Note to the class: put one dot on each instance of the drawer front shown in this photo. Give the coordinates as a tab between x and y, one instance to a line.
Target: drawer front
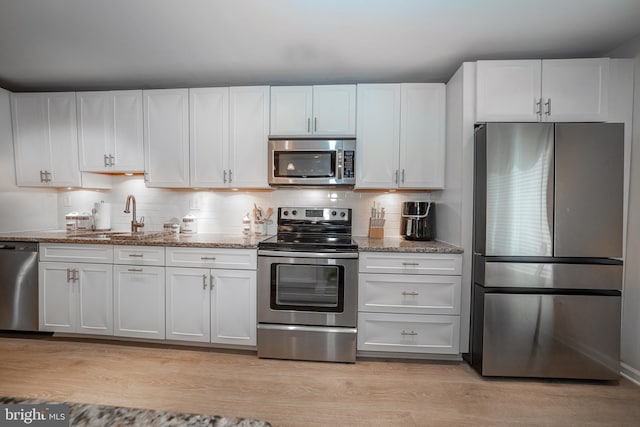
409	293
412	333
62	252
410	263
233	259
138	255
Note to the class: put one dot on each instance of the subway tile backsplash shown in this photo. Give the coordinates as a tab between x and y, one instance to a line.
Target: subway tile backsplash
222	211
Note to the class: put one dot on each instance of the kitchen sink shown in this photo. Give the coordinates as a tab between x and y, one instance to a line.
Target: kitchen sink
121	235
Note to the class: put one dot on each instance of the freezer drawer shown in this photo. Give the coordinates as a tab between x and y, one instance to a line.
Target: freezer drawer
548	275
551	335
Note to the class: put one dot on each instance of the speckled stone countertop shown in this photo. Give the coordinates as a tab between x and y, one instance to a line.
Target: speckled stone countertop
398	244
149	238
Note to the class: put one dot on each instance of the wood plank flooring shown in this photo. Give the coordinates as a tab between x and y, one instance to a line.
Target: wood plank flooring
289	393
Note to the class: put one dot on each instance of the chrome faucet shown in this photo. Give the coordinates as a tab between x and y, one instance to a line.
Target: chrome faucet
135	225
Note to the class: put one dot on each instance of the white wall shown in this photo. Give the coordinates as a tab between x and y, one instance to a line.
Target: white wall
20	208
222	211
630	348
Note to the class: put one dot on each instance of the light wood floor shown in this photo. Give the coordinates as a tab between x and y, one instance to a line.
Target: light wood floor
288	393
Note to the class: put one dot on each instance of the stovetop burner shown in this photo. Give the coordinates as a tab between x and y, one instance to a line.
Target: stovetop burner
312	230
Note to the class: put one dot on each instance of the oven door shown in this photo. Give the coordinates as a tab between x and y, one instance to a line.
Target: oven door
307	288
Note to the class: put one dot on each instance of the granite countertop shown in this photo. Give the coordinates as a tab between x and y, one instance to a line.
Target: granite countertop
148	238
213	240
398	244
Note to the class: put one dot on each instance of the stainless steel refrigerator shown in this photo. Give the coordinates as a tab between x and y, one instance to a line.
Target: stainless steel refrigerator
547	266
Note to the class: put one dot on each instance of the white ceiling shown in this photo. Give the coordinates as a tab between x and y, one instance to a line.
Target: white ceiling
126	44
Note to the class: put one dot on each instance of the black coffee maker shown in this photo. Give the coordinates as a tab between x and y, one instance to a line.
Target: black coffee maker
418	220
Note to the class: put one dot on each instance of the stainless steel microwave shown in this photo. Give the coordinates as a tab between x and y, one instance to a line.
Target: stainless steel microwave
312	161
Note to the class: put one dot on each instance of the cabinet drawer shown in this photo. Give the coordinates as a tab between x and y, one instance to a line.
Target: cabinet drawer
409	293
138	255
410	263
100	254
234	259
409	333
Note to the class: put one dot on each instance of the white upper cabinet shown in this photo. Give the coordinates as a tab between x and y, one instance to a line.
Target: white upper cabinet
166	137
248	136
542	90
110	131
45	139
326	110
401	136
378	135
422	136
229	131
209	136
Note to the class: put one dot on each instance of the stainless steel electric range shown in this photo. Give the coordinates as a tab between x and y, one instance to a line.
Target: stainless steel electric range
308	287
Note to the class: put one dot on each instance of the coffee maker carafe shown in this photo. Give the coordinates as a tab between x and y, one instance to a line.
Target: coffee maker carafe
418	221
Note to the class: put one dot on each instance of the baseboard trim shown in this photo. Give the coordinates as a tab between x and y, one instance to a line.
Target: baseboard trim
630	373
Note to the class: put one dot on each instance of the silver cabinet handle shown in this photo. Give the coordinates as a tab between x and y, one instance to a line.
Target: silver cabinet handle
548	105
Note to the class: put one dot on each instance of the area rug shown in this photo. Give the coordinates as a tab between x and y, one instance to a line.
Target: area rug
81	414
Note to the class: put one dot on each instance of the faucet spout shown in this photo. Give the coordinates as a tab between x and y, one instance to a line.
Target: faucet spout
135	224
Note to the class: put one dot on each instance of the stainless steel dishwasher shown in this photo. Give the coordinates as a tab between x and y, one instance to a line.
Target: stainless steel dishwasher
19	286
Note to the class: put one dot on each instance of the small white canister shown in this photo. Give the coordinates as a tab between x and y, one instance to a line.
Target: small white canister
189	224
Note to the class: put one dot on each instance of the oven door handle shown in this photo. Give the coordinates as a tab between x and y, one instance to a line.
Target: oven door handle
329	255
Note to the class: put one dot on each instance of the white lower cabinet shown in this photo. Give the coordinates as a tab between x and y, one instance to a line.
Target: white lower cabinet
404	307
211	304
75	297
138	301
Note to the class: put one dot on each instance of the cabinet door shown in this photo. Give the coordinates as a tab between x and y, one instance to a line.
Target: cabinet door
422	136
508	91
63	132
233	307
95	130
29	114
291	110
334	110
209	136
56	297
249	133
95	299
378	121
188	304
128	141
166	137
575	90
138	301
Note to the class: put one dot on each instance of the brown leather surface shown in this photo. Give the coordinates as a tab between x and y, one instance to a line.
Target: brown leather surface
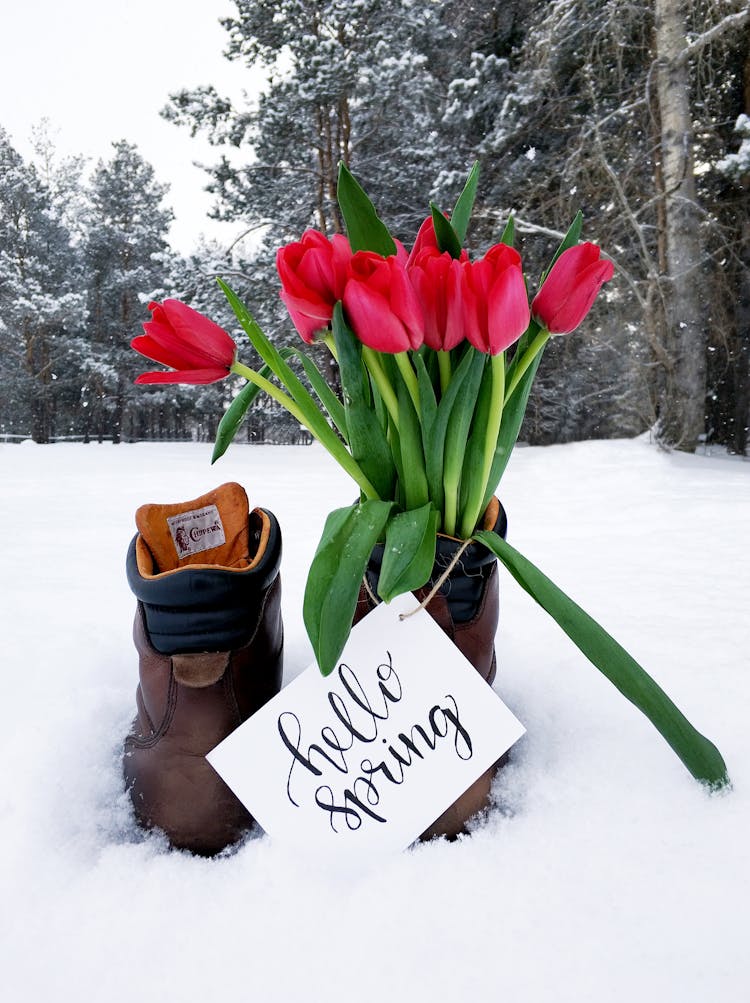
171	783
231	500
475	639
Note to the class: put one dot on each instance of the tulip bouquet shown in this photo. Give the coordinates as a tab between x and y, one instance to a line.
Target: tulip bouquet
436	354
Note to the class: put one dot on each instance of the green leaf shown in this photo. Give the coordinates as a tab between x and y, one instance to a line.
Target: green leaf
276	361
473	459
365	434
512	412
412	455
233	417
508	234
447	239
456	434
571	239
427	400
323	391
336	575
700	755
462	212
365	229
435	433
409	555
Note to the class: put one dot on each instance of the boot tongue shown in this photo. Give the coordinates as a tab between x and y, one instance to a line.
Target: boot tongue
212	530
+++
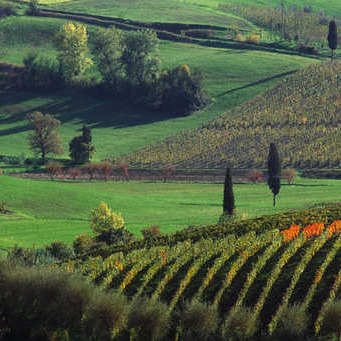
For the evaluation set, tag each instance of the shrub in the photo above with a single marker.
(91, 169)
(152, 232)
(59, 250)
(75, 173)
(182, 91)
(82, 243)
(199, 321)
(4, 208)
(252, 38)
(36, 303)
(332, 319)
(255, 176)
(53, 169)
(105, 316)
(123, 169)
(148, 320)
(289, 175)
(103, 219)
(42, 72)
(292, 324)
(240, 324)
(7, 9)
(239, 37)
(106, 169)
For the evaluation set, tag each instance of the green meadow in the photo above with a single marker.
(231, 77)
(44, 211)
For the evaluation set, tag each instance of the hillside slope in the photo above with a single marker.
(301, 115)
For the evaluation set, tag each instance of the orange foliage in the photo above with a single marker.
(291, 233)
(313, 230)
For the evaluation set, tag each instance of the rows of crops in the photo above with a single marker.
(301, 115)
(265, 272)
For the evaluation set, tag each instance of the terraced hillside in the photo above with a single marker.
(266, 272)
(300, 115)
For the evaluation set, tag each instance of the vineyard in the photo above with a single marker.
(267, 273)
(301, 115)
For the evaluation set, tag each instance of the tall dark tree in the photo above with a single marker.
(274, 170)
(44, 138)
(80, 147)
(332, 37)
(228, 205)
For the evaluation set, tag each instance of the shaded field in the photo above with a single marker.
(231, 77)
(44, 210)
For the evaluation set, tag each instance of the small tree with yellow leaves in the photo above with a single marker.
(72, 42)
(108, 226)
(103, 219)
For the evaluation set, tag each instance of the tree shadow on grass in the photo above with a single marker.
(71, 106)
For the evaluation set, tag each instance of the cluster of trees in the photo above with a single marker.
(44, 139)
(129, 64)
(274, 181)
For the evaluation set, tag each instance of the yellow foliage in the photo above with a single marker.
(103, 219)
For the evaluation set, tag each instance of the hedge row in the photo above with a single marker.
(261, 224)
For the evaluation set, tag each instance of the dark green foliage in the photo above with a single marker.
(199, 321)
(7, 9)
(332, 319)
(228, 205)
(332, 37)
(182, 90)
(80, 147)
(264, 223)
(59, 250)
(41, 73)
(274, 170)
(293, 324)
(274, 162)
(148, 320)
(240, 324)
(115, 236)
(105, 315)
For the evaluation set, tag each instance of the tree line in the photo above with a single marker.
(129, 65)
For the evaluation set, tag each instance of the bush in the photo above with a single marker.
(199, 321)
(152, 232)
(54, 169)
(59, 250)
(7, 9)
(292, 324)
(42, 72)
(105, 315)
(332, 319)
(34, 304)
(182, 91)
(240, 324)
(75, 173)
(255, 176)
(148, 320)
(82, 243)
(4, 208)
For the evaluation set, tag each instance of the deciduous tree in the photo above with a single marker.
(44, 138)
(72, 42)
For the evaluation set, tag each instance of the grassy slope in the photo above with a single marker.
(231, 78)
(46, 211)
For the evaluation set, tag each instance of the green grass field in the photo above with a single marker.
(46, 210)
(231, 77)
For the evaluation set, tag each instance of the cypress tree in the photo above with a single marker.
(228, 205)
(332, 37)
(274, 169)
+++
• REQUIRED TASK:
List each line of the records above that contains the string "tile". Case counts.

• RESPONSE BELOW:
Note to the class: put one dot on each instance of the subway tile backsplash shown in this photo. Give the coordinates as a tab between x and y, one instance to a line.
Target: subway tile backsplash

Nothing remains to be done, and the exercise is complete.